■ **PROBLEM TO SOLVE**
Rewrite the stretch from the line containing "task | point to each instance of the horse ear, one" through the end of the records, requests included, and output only those lines. Scale every coordinate in the answers by 0.6, rounding to whole numbers with halves going up.

■ **SUPPLIED RECORDS**
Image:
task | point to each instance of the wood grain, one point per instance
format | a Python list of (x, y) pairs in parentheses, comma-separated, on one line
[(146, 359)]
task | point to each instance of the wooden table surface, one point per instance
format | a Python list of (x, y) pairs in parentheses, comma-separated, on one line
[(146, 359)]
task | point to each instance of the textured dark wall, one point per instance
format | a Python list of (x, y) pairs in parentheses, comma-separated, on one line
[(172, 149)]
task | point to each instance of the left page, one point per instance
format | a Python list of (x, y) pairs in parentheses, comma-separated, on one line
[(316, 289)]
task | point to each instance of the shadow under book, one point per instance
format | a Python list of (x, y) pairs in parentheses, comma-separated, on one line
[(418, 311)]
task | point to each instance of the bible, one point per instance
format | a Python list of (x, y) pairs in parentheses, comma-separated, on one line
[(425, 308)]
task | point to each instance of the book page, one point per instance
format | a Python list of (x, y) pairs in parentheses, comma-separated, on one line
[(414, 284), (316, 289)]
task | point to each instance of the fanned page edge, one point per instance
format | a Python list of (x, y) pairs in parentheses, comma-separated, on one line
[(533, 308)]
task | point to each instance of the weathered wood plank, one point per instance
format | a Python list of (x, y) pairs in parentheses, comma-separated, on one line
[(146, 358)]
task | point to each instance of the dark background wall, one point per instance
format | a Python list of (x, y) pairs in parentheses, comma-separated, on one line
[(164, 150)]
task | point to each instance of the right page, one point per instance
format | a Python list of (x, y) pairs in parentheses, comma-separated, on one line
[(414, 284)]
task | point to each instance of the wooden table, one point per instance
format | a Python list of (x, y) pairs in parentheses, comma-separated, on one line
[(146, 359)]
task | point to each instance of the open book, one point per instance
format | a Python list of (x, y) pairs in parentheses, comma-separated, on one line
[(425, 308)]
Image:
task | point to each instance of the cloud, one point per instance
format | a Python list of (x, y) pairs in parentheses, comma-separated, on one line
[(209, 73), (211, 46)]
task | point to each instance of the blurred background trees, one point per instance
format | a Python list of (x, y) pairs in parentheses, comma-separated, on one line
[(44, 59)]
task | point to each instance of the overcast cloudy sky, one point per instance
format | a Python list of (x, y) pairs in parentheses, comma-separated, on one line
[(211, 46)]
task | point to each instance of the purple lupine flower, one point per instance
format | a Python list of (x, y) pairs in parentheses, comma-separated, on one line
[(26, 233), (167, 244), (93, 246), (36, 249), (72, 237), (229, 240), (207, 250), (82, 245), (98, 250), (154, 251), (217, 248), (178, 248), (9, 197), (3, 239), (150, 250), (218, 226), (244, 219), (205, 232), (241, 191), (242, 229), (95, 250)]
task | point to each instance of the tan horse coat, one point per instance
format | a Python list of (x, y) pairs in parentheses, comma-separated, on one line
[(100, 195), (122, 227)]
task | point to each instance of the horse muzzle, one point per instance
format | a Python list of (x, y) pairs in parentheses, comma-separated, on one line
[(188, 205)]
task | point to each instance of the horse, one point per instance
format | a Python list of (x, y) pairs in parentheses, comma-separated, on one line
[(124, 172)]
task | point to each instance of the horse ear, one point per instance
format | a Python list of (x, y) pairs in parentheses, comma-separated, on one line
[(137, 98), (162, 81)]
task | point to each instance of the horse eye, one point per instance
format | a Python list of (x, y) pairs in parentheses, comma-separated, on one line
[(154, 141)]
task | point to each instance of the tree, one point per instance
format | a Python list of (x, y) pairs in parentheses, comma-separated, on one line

■ **SOLUTION TO THE PROBLEM**
task | point to each instance of the horse ear, one point per instance
format | a Python list of (x, y) pairs in parentheses, comma-separated, on one line
[(82, 59), (97, 49)]
task | point to each instance of the horse eye, one point per instance
format | a Python list of (x, y) pairs in parentheses, comma-separated, on one line
[(92, 85)]
task | point to each instance of the tree, one point per instance
format | a Python list of (x, y) pairs in parentheses, comma-separated, on one line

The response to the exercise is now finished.